Please copy everything from the line containing "Locate every instance of the spectator" down to the end of the listing, swapping "pin" for "marker" and leaving all else unchanged.

== Recorded data

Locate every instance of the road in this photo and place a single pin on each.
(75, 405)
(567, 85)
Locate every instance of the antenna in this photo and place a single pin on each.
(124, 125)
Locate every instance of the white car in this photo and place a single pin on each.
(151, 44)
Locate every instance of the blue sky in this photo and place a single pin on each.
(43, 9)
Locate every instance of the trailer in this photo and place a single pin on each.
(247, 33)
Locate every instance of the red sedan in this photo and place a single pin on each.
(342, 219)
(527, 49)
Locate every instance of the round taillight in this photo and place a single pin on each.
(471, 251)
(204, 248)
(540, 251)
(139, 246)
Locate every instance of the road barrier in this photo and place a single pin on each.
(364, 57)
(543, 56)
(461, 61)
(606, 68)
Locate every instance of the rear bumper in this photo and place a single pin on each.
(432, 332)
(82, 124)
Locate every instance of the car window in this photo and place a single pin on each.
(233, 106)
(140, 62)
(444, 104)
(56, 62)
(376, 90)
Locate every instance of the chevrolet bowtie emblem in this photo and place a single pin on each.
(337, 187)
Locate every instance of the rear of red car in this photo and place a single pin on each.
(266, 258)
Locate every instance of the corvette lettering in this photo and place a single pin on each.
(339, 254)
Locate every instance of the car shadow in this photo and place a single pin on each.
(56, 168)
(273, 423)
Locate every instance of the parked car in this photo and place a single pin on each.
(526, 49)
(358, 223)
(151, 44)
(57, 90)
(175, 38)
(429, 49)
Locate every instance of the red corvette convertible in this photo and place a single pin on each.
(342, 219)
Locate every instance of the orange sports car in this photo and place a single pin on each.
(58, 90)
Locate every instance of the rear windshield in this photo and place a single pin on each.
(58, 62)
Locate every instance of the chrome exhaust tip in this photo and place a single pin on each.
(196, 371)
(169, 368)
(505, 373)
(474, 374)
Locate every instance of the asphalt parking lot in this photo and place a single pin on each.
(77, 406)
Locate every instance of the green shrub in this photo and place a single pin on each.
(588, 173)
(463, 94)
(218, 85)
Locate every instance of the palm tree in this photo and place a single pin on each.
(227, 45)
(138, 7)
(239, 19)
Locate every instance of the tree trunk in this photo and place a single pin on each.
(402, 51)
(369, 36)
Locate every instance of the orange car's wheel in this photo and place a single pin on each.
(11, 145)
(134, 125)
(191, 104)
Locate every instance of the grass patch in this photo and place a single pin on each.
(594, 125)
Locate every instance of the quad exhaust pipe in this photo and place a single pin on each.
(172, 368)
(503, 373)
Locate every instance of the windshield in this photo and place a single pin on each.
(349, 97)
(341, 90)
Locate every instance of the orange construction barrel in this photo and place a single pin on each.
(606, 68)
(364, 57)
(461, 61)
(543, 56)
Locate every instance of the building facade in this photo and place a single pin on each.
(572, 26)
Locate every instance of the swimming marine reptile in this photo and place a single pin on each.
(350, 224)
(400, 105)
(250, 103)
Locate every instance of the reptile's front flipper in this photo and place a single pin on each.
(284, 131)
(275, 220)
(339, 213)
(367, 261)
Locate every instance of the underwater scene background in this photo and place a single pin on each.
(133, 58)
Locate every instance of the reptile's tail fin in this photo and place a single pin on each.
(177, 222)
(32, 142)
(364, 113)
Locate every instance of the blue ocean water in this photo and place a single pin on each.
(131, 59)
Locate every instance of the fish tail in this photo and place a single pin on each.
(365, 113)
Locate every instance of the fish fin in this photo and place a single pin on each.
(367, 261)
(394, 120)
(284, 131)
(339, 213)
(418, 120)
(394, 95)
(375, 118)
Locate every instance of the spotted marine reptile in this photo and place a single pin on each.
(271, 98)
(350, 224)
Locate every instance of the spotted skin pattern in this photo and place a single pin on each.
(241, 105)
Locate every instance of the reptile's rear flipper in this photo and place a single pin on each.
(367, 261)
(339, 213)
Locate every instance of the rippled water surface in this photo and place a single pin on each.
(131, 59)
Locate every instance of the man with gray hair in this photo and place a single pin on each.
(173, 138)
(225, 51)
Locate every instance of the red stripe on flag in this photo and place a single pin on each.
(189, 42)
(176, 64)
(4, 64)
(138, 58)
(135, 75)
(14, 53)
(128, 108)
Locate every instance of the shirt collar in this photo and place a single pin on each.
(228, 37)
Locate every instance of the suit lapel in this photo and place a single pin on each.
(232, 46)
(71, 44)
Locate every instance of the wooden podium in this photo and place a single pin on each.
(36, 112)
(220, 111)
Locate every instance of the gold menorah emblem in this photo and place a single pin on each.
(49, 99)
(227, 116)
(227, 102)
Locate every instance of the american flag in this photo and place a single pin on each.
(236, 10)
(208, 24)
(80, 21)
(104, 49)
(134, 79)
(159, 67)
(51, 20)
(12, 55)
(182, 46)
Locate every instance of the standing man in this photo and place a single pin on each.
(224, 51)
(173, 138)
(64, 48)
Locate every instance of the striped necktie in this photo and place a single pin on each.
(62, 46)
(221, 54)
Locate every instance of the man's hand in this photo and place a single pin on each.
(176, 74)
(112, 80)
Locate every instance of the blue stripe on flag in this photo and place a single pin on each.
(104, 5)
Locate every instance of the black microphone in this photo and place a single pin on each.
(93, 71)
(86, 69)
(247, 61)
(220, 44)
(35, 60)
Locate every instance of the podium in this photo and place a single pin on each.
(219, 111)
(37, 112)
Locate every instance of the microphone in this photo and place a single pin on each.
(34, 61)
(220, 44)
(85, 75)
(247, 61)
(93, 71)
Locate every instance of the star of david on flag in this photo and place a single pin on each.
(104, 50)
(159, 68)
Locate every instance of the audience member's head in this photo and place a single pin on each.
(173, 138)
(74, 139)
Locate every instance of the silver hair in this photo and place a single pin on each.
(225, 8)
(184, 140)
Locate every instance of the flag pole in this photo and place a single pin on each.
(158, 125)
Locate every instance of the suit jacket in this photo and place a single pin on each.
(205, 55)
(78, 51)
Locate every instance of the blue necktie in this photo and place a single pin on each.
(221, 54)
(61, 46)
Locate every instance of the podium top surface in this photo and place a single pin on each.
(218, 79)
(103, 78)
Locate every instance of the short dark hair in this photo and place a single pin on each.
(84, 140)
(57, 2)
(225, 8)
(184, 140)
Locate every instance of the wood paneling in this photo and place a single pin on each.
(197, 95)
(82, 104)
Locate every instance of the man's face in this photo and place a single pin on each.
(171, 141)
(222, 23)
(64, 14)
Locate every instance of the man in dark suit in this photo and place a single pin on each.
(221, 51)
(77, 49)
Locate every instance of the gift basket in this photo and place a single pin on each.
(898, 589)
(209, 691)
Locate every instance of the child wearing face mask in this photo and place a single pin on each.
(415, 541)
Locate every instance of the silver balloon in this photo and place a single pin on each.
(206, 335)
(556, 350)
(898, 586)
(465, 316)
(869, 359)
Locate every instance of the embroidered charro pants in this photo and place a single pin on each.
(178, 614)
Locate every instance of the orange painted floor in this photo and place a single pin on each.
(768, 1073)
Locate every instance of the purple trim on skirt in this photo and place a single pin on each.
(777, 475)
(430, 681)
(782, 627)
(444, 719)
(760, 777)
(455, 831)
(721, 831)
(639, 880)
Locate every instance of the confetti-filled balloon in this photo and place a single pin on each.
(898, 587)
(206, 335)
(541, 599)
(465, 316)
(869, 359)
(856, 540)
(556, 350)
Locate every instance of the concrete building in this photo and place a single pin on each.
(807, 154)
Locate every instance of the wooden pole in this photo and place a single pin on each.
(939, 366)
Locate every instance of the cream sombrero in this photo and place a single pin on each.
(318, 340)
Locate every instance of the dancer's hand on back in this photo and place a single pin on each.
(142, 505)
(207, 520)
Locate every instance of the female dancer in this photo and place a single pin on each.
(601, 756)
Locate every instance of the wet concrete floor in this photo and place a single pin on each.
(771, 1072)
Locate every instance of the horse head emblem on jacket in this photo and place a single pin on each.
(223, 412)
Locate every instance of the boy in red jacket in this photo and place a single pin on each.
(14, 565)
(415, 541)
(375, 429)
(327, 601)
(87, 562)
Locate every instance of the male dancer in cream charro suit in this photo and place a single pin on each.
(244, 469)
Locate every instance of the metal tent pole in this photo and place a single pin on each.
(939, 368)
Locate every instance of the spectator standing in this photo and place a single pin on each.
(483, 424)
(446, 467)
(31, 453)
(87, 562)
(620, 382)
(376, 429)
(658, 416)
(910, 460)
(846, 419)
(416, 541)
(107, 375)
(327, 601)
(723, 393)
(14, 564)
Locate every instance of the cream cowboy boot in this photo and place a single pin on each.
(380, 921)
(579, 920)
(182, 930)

====

* **Exercise output**:
Locate every instance of the spectator standing in this photo and place a single marker on each.
(483, 424)
(446, 467)
(31, 453)
(87, 562)
(620, 382)
(376, 429)
(658, 416)
(910, 460)
(846, 419)
(416, 541)
(107, 375)
(327, 601)
(723, 393)
(14, 564)
Locate every instance of the cream cowboy boot in this photo and place a single marker on each.
(380, 921)
(579, 920)
(182, 930)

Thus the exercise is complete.